<<<<

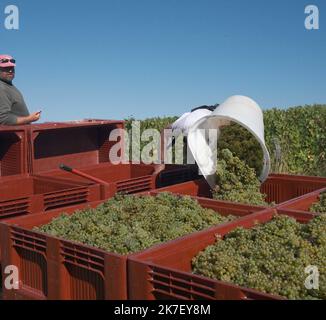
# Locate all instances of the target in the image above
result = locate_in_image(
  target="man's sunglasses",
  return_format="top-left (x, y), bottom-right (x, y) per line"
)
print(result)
top-left (0, 58), bottom-right (16, 64)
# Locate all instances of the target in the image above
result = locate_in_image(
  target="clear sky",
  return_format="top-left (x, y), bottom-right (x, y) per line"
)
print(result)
top-left (1, 0), bottom-right (325, 121)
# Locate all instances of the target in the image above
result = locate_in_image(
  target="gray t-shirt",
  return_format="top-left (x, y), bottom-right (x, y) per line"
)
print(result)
top-left (0, 79), bottom-right (30, 125)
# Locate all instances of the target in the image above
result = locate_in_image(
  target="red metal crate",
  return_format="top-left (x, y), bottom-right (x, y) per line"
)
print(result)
top-left (0, 174), bottom-right (100, 272)
top-left (261, 174), bottom-right (326, 204)
top-left (0, 126), bottom-right (29, 177)
top-left (278, 187), bottom-right (326, 214)
top-left (27, 120), bottom-right (200, 197)
top-left (41, 163), bottom-right (199, 199)
top-left (128, 208), bottom-right (320, 300)
top-left (27, 120), bottom-right (198, 190)
top-left (44, 163), bottom-right (197, 200)
top-left (0, 164), bottom-right (197, 289)
top-left (152, 174), bottom-right (326, 205)
top-left (41, 162), bottom-right (156, 199)
top-left (0, 194), bottom-right (265, 300)
top-left (0, 174), bottom-right (100, 220)
top-left (28, 120), bottom-right (125, 174)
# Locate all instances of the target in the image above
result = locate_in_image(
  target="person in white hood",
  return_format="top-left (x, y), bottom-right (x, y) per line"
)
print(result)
top-left (154, 104), bottom-right (219, 174)
top-left (170, 104), bottom-right (219, 136)
top-left (155, 96), bottom-right (270, 188)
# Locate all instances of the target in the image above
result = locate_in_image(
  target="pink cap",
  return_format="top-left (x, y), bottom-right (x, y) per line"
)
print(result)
top-left (0, 54), bottom-right (16, 67)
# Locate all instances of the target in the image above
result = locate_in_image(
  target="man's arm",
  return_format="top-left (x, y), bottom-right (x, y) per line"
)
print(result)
top-left (0, 91), bottom-right (41, 125)
top-left (15, 112), bottom-right (41, 125)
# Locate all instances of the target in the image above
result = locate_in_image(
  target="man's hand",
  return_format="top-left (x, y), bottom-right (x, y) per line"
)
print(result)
top-left (28, 111), bottom-right (42, 122)
top-left (16, 110), bottom-right (42, 125)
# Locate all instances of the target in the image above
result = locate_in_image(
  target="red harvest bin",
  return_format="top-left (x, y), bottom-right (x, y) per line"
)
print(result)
top-left (0, 174), bottom-right (100, 277)
top-left (0, 126), bottom-right (29, 177)
top-left (41, 163), bottom-right (198, 199)
top-left (0, 174), bottom-right (100, 220)
top-left (152, 174), bottom-right (326, 205)
top-left (28, 120), bottom-right (199, 199)
top-left (0, 194), bottom-right (265, 300)
top-left (261, 174), bottom-right (326, 204)
top-left (128, 208), bottom-right (320, 300)
top-left (0, 120), bottom-right (198, 295)
top-left (278, 187), bottom-right (326, 214)
top-left (27, 120), bottom-right (125, 174)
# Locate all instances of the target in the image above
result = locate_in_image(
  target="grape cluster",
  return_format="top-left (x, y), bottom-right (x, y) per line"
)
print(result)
top-left (213, 149), bottom-right (269, 206)
top-left (217, 123), bottom-right (264, 176)
top-left (310, 191), bottom-right (326, 214)
top-left (35, 193), bottom-right (235, 255)
top-left (192, 215), bottom-right (326, 300)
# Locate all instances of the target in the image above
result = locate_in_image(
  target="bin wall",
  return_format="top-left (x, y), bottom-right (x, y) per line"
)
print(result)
top-left (128, 208), bottom-right (318, 300)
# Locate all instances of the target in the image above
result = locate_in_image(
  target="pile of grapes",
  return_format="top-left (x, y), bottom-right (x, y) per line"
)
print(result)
top-left (192, 215), bottom-right (326, 300)
top-left (310, 191), bottom-right (326, 214)
top-left (213, 149), bottom-right (269, 206)
top-left (35, 193), bottom-right (234, 255)
top-left (217, 122), bottom-right (264, 176)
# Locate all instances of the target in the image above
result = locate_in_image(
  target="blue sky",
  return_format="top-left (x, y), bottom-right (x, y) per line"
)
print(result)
top-left (1, 0), bottom-right (325, 121)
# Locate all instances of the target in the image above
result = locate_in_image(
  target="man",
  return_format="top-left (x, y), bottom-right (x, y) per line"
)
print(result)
top-left (0, 54), bottom-right (41, 125)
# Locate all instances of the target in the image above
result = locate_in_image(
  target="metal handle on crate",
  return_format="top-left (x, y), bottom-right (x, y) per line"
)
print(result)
top-left (59, 163), bottom-right (110, 186)
top-left (59, 164), bottom-right (73, 172)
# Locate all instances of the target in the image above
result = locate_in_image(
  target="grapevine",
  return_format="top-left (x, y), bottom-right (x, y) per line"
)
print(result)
top-left (125, 105), bottom-right (326, 177)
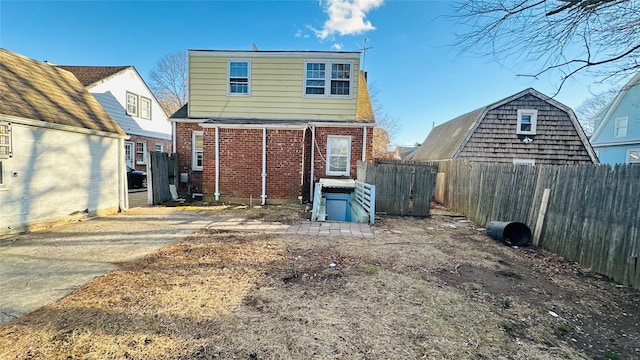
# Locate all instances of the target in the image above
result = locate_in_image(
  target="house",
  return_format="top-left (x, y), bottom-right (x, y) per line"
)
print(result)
top-left (412, 88), bottom-right (598, 165)
top-left (169, 49), bottom-right (375, 204)
top-left (57, 65), bottom-right (171, 171)
top-left (589, 73), bottom-right (640, 165)
top-left (0, 48), bottom-right (128, 235)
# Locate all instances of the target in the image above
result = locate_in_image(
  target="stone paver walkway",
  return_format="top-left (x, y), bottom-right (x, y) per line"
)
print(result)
top-left (209, 218), bottom-right (374, 237)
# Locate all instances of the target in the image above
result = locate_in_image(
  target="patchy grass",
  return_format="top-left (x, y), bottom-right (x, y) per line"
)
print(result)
top-left (1, 209), bottom-right (639, 359)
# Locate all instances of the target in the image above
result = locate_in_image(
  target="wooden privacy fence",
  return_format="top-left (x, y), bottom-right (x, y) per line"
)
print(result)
top-left (357, 159), bottom-right (438, 216)
top-left (149, 152), bottom-right (177, 205)
top-left (438, 160), bottom-right (640, 289)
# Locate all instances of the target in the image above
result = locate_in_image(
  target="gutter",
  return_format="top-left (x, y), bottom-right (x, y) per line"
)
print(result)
top-left (215, 127), bottom-right (220, 201)
top-left (310, 125), bottom-right (316, 202)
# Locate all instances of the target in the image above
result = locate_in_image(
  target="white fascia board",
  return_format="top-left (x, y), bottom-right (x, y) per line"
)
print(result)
top-left (310, 121), bottom-right (375, 128)
top-left (189, 50), bottom-right (360, 60)
top-left (591, 139), bottom-right (640, 147)
top-left (199, 122), bottom-right (307, 130)
top-left (0, 114), bottom-right (129, 140)
top-left (168, 118), bottom-right (206, 123)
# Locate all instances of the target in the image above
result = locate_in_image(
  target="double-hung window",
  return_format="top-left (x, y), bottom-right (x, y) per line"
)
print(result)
top-left (0, 122), bottom-right (11, 158)
top-left (228, 60), bottom-right (250, 95)
top-left (140, 97), bottom-right (152, 120)
top-left (614, 117), bottom-right (628, 138)
top-left (192, 131), bottom-right (204, 171)
top-left (517, 109), bottom-right (537, 135)
top-left (326, 136), bottom-right (351, 176)
top-left (126, 92), bottom-right (139, 116)
top-left (304, 60), bottom-right (353, 98)
top-left (135, 141), bottom-right (146, 164)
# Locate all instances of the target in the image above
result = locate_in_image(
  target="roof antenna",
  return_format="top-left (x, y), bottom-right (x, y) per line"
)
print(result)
top-left (252, 43), bottom-right (259, 51)
top-left (356, 38), bottom-right (373, 70)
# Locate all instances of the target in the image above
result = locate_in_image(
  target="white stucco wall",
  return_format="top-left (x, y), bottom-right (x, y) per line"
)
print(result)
top-left (0, 122), bottom-right (122, 235)
top-left (88, 68), bottom-right (172, 140)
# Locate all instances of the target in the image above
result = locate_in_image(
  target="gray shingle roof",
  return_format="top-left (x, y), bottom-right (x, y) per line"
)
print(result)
top-left (0, 48), bottom-right (125, 135)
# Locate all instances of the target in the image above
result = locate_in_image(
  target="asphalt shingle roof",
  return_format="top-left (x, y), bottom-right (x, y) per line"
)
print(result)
top-left (56, 65), bottom-right (130, 87)
top-left (0, 48), bottom-right (125, 135)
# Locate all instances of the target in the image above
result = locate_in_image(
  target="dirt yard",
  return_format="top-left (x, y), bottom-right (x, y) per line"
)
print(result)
top-left (0, 205), bottom-right (638, 359)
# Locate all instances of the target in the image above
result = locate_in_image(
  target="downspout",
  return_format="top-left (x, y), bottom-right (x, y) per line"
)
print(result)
top-left (310, 125), bottom-right (316, 202)
top-left (261, 127), bottom-right (267, 205)
top-left (362, 127), bottom-right (367, 162)
top-left (215, 127), bottom-right (220, 201)
top-left (172, 122), bottom-right (176, 153)
top-left (119, 137), bottom-right (129, 211)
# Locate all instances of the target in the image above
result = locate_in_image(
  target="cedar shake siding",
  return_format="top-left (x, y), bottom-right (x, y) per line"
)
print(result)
top-left (458, 94), bottom-right (594, 164)
top-left (413, 88), bottom-right (597, 165)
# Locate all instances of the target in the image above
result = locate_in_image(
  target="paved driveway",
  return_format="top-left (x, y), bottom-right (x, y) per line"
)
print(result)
top-left (0, 207), bottom-right (215, 326)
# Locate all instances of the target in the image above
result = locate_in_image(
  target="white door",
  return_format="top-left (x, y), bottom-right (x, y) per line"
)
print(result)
top-left (124, 142), bottom-right (134, 168)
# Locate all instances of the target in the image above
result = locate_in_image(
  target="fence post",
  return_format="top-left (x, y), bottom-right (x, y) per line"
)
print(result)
top-left (533, 188), bottom-right (551, 247)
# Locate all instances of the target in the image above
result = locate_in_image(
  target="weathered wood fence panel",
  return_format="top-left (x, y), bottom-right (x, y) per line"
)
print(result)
top-left (357, 159), bottom-right (438, 216)
top-left (437, 159), bottom-right (640, 289)
top-left (150, 151), bottom-right (172, 205)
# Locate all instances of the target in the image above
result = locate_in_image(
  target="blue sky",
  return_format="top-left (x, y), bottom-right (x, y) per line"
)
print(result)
top-left (0, 0), bottom-right (610, 146)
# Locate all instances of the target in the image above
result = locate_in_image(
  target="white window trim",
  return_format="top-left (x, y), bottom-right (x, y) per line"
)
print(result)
top-left (227, 59), bottom-right (251, 96)
top-left (192, 131), bottom-right (204, 171)
top-left (0, 160), bottom-right (5, 188)
top-left (140, 96), bottom-right (152, 120)
top-left (326, 135), bottom-right (351, 176)
top-left (303, 60), bottom-right (354, 99)
top-left (513, 159), bottom-right (535, 166)
top-left (516, 109), bottom-right (538, 135)
top-left (126, 91), bottom-right (139, 116)
top-left (614, 117), bottom-right (628, 138)
top-left (0, 121), bottom-right (12, 159)
top-left (154, 143), bottom-right (164, 152)
top-left (135, 141), bottom-right (147, 165)
top-left (627, 148), bottom-right (640, 163)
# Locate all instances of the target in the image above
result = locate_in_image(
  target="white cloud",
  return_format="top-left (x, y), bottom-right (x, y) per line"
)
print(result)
top-left (295, 29), bottom-right (303, 38)
top-left (331, 43), bottom-right (344, 50)
top-left (312, 0), bottom-right (384, 40)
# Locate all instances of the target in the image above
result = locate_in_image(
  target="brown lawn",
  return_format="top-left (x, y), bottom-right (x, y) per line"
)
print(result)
top-left (1, 206), bottom-right (638, 359)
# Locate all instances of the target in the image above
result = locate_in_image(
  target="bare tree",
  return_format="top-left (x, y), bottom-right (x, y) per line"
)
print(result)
top-left (575, 88), bottom-right (618, 136)
top-left (148, 51), bottom-right (188, 115)
top-left (368, 83), bottom-right (401, 158)
top-left (453, 0), bottom-right (640, 93)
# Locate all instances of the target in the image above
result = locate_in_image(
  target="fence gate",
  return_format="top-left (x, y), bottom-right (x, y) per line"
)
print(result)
top-left (149, 151), bottom-right (175, 205)
top-left (357, 160), bottom-right (438, 216)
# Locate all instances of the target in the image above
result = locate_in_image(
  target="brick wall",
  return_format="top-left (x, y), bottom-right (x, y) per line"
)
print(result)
top-left (175, 122), bottom-right (203, 194)
top-left (266, 129), bottom-right (306, 201)
top-left (311, 126), bottom-right (373, 184)
top-left (126, 134), bottom-right (173, 172)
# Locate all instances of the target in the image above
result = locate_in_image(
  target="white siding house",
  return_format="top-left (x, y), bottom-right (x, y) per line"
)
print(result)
top-left (0, 49), bottom-right (128, 236)
top-left (58, 65), bottom-right (172, 170)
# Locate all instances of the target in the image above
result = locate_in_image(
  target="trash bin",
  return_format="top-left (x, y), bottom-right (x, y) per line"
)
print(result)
top-left (486, 221), bottom-right (532, 246)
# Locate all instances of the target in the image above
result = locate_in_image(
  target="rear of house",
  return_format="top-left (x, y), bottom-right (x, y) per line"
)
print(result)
top-left (0, 48), bottom-right (128, 235)
top-left (413, 88), bottom-right (597, 165)
top-left (170, 50), bottom-right (375, 204)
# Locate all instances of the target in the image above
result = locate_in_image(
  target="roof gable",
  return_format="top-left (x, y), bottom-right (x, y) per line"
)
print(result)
top-left (413, 88), bottom-right (596, 163)
top-left (56, 65), bottom-right (130, 87)
top-left (0, 48), bottom-right (125, 135)
top-left (590, 72), bottom-right (640, 142)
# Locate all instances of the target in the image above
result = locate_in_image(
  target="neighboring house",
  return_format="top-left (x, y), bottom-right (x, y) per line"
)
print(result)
top-left (170, 49), bottom-right (375, 204)
top-left (413, 88), bottom-right (598, 165)
top-left (397, 146), bottom-right (419, 160)
top-left (589, 73), bottom-right (640, 165)
top-left (57, 65), bottom-right (171, 171)
top-left (0, 48), bottom-right (128, 235)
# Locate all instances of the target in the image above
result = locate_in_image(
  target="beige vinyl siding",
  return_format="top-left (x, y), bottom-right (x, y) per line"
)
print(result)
top-left (189, 55), bottom-right (359, 121)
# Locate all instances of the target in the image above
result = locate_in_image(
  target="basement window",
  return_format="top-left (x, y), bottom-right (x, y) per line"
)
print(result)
top-left (517, 109), bottom-right (537, 135)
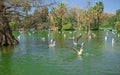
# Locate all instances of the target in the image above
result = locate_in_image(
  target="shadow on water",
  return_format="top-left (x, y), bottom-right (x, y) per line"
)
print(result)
top-left (0, 46), bottom-right (15, 75)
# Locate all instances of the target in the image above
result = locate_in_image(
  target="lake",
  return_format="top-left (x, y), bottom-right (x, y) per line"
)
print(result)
top-left (0, 30), bottom-right (120, 75)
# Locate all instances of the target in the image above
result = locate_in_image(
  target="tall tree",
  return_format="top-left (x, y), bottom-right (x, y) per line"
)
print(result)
top-left (81, 0), bottom-right (93, 36)
top-left (116, 9), bottom-right (120, 16)
top-left (114, 9), bottom-right (120, 32)
top-left (50, 3), bottom-right (67, 30)
top-left (22, 0), bottom-right (31, 16)
top-left (0, 0), bottom-right (18, 46)
top-left (92, 1), bottom-right (104, 30)
top-left (69, 8), bottom-right (83, 28)
top-left (40, 6), bottom-right (49, 23)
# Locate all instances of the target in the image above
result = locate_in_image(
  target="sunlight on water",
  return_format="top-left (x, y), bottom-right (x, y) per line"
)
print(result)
top-left (0, 30), bottom-right (120, 75)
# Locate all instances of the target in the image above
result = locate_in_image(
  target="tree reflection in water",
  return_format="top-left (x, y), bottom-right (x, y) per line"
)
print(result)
top-left (0, 46), bottom-right (14, 75)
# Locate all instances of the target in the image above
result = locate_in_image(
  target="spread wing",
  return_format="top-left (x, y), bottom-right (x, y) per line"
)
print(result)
top-left (76, 34), bottom-right (82, 42)
top-left (65, 45), bottom-right (78, 54)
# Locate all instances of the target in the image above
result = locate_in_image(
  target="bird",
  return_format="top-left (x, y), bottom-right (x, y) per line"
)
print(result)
top-left (41, 37), bottom-right (45, 42)
top-left (105, 36), bottom-right (107, 41)
top-left (72, 37), bottom-right (77, 45)
top-left (28, 31), bottom-right (31, 36)
top-left (32, 30), bottom-right (35, 34)
top-left (69, 31), bottom-right (72, 34)
top-left (112, 32), bottom-right (115, 35)
top-left (49, 39), bottom-right (56, 47)
top-left (81, 42), bottom-right (84, 47)
top-left (66, 42), bottom-right (84, 55)
top-left (112, 38), bottom-right (115, 47)
top-left (63, 34), bottom-right (66, 39)
top-left (106, 31), bottom-right (108, 35)
top-left (76, 33), bottom-right (82, 42)
top-left (72, 34), bottom-right (82, 45)
top-left (17, 35), bottom-right (21, 41)
top-left (48, 34), bottom-right (50, 38)
top-left (17, 31), bottom-right (23, 41)
top-left (92, 33), bottom-right (96, 37)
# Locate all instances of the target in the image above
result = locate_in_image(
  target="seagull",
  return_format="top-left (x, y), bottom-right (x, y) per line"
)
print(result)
top-left (17, 35), bottom-right (21, 41)
top-left (66, 42), bottom-right (84, 55)
top-left (112, 32), bottom-right (115, 35)
top-left (28, 32), bottom-right (31, 36)
top-left (73, 37), bottom-right (77, 45)
top-left (63, 34), bottom-right (66, 39)
top-left (92, 33), bottom-right (96, 37)
top-left (73, 34), bottom-right (82, 45)
top-left (105, 36), bottom-right (107, 41)
top-left (106, 32), bottom-right (108, 35)
top-left (112, 38), bottom-right (115, 47)
top-left (69, 31), bottom-right (72, 34)
top-left (49, 39), bottom-right (56, 47)
top-left (76, 33), bottom-right (82, 42)
top-left (41, 37), bottom-right (45, 42)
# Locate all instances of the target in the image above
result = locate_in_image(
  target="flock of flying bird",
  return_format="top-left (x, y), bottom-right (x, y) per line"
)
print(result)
top-left (17, 29), bottom-right (119, 56)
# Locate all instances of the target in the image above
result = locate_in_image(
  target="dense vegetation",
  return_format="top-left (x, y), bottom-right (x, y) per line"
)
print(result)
top-left (9, 1), bottom-right (120, 32)
top-left (0, 0), bottom-right (120, 46)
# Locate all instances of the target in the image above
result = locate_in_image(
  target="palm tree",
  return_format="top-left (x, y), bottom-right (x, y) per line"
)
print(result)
top-left (23, 0), bottom-right (31, 16)
top-left (93, 1), bottom-right (104, 30)
top-left (40, 7), bottom-right (49, 23)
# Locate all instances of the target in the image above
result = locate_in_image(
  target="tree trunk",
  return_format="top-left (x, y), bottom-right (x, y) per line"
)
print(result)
top-left (0, 17), bottom-right (19, 46)
top-left (87, 24), bottom-right (91, 36)
top-left (0, 0), bottom-right (18, 46)
top-left (96, 16), bottom-right (100, 30)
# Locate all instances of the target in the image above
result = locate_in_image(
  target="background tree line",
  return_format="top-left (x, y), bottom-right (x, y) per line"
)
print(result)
top-left (1, 0), bottom-right (120, 46)
top-left (8, 1), bottom-right (120, 33)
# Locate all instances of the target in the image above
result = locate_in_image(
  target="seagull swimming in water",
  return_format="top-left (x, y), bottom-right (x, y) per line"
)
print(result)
top-left (66, 42), bottom-right (84, 55)
top-left (112, 38), bottom-right (115, 47)
top-left (105, 36), bottom-right (107, 42)
top-left (49, 39), bottom-right (56, 47)
top-left (41, 37), bottom-right (45, 42)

>>>>

> **Activity**
List every line from the entries above in which "white" appears.

> **Output of the exercise**
  target="person in white hood",
  target="white fascia board",
  target="white stucco wall",
  target="white door",
  target="white window trim",
  target="white cloud",
  target="white siding house",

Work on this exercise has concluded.